Point localization data:
================================

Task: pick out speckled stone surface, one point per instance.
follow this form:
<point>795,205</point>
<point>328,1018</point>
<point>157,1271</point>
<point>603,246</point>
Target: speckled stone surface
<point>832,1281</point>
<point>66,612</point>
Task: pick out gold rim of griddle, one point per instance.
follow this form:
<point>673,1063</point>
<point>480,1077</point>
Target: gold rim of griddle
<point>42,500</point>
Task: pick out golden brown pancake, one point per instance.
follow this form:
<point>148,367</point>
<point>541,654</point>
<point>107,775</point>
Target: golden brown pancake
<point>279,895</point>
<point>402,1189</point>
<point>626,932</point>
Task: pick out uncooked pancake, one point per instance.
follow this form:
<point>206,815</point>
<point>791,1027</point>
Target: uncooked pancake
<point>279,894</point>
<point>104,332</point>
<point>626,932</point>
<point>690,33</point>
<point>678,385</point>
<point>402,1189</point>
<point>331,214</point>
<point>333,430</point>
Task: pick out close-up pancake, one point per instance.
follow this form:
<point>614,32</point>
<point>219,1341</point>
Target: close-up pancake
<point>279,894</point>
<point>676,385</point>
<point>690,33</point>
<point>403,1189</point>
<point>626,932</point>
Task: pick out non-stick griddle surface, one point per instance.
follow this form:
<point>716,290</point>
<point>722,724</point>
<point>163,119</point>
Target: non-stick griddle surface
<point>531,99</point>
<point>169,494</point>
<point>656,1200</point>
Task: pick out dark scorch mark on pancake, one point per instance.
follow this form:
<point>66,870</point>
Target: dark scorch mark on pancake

================================

(How to complete this task): What is needed is an exact copy of the lines from the one containing "Target: golden brown pancake" through the final line of the data, both included, and nothing more.

(Reply to the exercise):
Target: golden brown pancake
<point>279,895</point>
<point>402,1189</point>
<point>626,932</point>
Task: pick out uncooked pancake, one point per instance.
follow this form:
<point>206,815</point>
<point>791,1027</point>
Target: uncooked pancake
<point>279,894</point>
<point>104,332</point>
<point>626,932</point>
<point>690,33</point>
<point>678,385</point>
<point>402,1189</point>
<point>331,214</point>
<point>333,430</point>
Task: pick out close-up pancake, one point per instance.
follow this form:
<point>614,32</point>
<point>219,1341</point>
Target: close-up pancake
<point>279,894</point>
<point>676,385</point>
<point>690,33</point>
<point>403,1189</point>
<point>626,932</point>
Task: pick out non-stick griddle surface, one point per instance.
follow this form:
<point>716,290</point>
<point>722,724</point>
<point>163,119</point>
Target: non-stick griddle surface
<point>531,99</point>
<point>169,494</point>
<point>656,1200</point>
Task: pick out dark scorch mark on pancake, one point per instance.
follow this form:
<point>66,870</point>
Target: dark scorch mark on pancake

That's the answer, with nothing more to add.